- WRITTEN REQUEST -
Edit the lines that begin with the one containing "the bus bumper" and run through the last line below, changing "single point" to "lone point" and keeping everything else the same. Return only those lines.
## begin DATASET EXCERPTS
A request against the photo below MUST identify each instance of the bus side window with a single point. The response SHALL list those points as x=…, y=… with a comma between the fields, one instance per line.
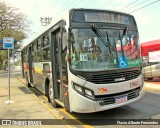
x=46, y=53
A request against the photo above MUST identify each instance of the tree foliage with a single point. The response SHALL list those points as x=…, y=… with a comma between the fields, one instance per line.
x=12, y=24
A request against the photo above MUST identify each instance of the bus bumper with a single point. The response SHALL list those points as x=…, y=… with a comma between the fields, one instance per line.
x=81, y=104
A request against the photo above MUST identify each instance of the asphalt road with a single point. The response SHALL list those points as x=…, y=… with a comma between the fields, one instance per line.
x=146, y=108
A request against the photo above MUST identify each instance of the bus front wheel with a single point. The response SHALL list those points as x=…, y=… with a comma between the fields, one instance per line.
x=51, y=96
## end DATASET EXCERPTS
- SOLUTION TO THIS TASK -
A request against the photo above MUST identify each instance of the bus bumper with a lone point. The response SHALL list those points as x=…, y=… with a comma between the fields, one instance per line.
x=81, y=104
A request against the photo above MUST identify each instance of the asphalt road with a lone point. The response SHALL list those points as x=…, y=… with a comma between the fields, one instance per line.
x=146, y=108
A request against the photo above MUST identify each instance of the bus front wheel with a lone point. The response SHALL list those points as x=…, y=… with a comma between the fields, one instance per line.
x=51, y=96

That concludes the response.